▶ _Extract provided_
I was thinking of the court system because of the synchronicity of O.J. Simpson‘s conviction date yesterday (Acquitted of murder on October 3, 1995; 13 years later, found guilty on October 3 2008), so I was pleased to pick up a lighter resonance in a post on Facebook by my friend Craig.

It made me laugh. So I’m just passing it along in case you could use a laugh, too.

These are said to be from a book called Disorder in the American Courts. The title is a little off. It looks to me that the title is Disorder in the Court: Great Fractured Moments in Courtroom History.

Imagine hearing these things actually said in court and taken down – word for word – for the court record.

ATTORNEY: Are you sexually active?
WITNESS: No, I just lie there.

ATTORNEY: What gear were you in at the moment of the impact?
WITNESS: Gucci sweats and Reeboks.

ATTORNEY: This myasthenia gravis, does it affect your memory at all?
WITNESS: Yes.
ATTORNEY: And in what ways does it affect your memory?
WITNESS: I forget.
ATTORNEY: You forget? Can you give us an example of something you forgot?

ATTORNEY: What was the first thing your husband said to you that morning?
WITNESS: He said, ‘Where am I, Cathy?’
ATTORNEY: And why did that upset you?
WITNESS: My name is Susan!

ATTORNEY: Do you know if your daughter has ever been involved in voodoo?
WITNESS: We both do.
ATTORNEY: Voodoo?
WITNESS: We do.
ATTORNEY: You do?
WITNESS: Yes, voodoo.

ATTORNEY: Now doctor, isn’t it true that when a person dies in his sleep, he doesn’t know about it until the next morning?
WITNESS: Did you actually pass the bar exam?

▶ _Task instructions_
a - Rewrite the courtroom exchanges from "ATTORNEY: You forget?" up to and including "WITNESS: We do.", replacing "Susan" with "Linda".
b - According to the courtroom humor post, on what date was O.J. Simpson found guilty?
c - For each statement, say whether it agrees with the courtroom humor post: (i) The author picked up the courtroom exchanges from a Facebook post by a friend named Craig. (ii) In the exchange about the moment of impact, the witness says they were wearing Nike sneakers. (iii) The witness with myasthenia gravis says the condition affects their memory.

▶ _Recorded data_
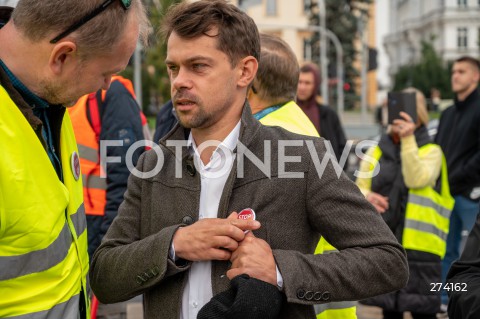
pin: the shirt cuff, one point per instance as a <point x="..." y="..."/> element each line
<point x="279" y="279"/>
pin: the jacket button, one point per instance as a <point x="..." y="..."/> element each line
<point x="326" y="296"/>
<point x="309" y="295"/>
<point x="188" y="220"/>
<point x="300" y="293"/>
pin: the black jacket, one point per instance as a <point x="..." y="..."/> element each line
<point x="331" y="129"/>
<point x="465" y="274"/>
<point x="459" y="136"/>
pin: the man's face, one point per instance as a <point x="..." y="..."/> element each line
<point x="306" y="86"/>
<point x="93" y="73"/>
<point x="464" y="77"/>
<point x="203" y="82"/>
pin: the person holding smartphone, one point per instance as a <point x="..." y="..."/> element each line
<point x="410" y="190"/>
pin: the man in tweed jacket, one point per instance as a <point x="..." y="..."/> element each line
<point x="176" y="238"/>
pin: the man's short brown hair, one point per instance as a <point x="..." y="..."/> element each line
<point x="41" y="20"/>
<point x="237" y="33"/>
<point x="278" y="70"/>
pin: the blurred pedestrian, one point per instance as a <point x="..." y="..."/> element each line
<point x="463" y="280"/>
<point x="324" y="118"/>
<point x="411" y="192"/>
<point x="459" y="136"/>
<point x="177" y="238"/>
<point x="46" y="62"/>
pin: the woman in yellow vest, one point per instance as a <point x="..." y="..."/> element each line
<point x="408" y="185"/>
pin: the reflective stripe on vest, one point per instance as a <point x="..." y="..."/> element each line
<point x="40" y="260"/>
<point x="337" y="310"/>
<point x="43" y="242"/>
<point x="427" y="214"/>
<point x="67" y="309"/>
<point x="291" y="117"/>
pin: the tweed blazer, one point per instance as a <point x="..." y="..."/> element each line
<point x="294" y="203"/>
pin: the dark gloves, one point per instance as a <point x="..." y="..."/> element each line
<point x="247" y="298"/>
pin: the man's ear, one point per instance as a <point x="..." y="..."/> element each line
<point x="247" y="68"/>
<point x="63" y="55"/>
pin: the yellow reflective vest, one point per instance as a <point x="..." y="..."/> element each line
<point x="427" y="214"/>
<point x="291" y="117"/>
<point x="43" y="238"/>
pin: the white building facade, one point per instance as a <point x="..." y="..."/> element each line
<point x="454" y="26"/>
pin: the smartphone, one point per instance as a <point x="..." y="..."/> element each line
<point x="401" y="102"/>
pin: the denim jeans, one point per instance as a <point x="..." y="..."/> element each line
<point x="463" y="217"/>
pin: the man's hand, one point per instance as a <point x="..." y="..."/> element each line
<point x="211" y="238"/>
<point x="254" y="257"/>
<point x="378" y="201"/>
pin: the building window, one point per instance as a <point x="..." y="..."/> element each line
<point x="307" y="5"/>
<point x="307" y="49"/>
<point x="462" y="38"/>
<point x="271" y="7"/>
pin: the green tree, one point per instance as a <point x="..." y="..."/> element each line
<point x="343" y="18"/>
<point x="430" y="72"/>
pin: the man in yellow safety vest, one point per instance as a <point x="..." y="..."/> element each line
<point x="46" y="63"/>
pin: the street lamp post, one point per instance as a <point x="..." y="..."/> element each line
<point x="323" y="51"/>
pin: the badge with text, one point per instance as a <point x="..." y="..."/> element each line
<point x="75" y="165"/>
<point x="246" y="214"/>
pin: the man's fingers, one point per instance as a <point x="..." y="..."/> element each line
<point x="234" y="272"/>
<point x="220" y="254"/>
<point x="228" y="243"/>
<point x="246" y="224"/>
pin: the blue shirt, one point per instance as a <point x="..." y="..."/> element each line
<point x="40" y="108"/>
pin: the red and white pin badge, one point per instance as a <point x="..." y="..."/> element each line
<point x="247" y="214"/>
<point x="75" y="165"/>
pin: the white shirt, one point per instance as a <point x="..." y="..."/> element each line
<point x="198" y="290"/>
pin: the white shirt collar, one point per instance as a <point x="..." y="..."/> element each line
<point x="229" y="143"/>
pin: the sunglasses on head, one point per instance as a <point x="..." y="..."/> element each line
<point x="125" y="5"/>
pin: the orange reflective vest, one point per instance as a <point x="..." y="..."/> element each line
<point x="94" y="177"/>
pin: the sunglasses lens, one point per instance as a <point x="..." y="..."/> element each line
<point x="126" y="3"/>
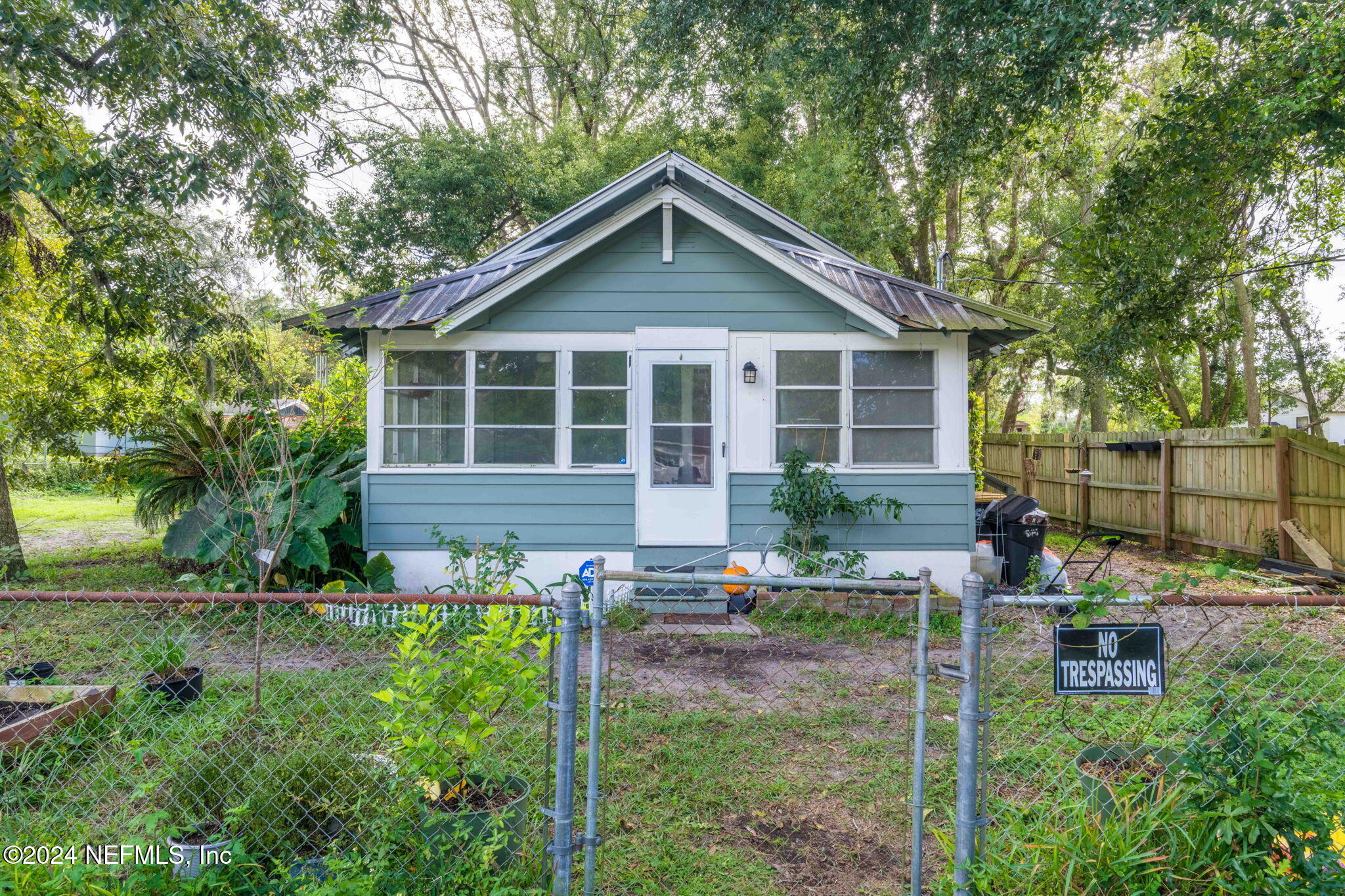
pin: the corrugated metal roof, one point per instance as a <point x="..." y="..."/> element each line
<point x="427" y="301"/>
<point x="908" y="303"/>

▶ _Responses in order_
a -
ATTORNEY: You forget? Can you give us an example of something you forgot?

ATTORNEY: What was the first thing your husband said to you that morning?
WITNESS: He said, ‘Where am I, Cathy?’
ATTORNEY: And why did that upset you?
WITNESS: My name is Linda!

ATTORNEY: Do you know if your daughter has ever been involved in voodoo?
WITNESS: We both do.
ATTORNEY: Voodoo?
WITNESS: We do.

b - October 3, 2008.

c -
(i) Yes: "a post on Facebook by my friend Craig."
(ii) No: "Gucci sweats and Reeboks."
(iii) Yes: "ATTORNEY: This myasthenia gravis, does it affect your memory at all? WITNESS: Yes."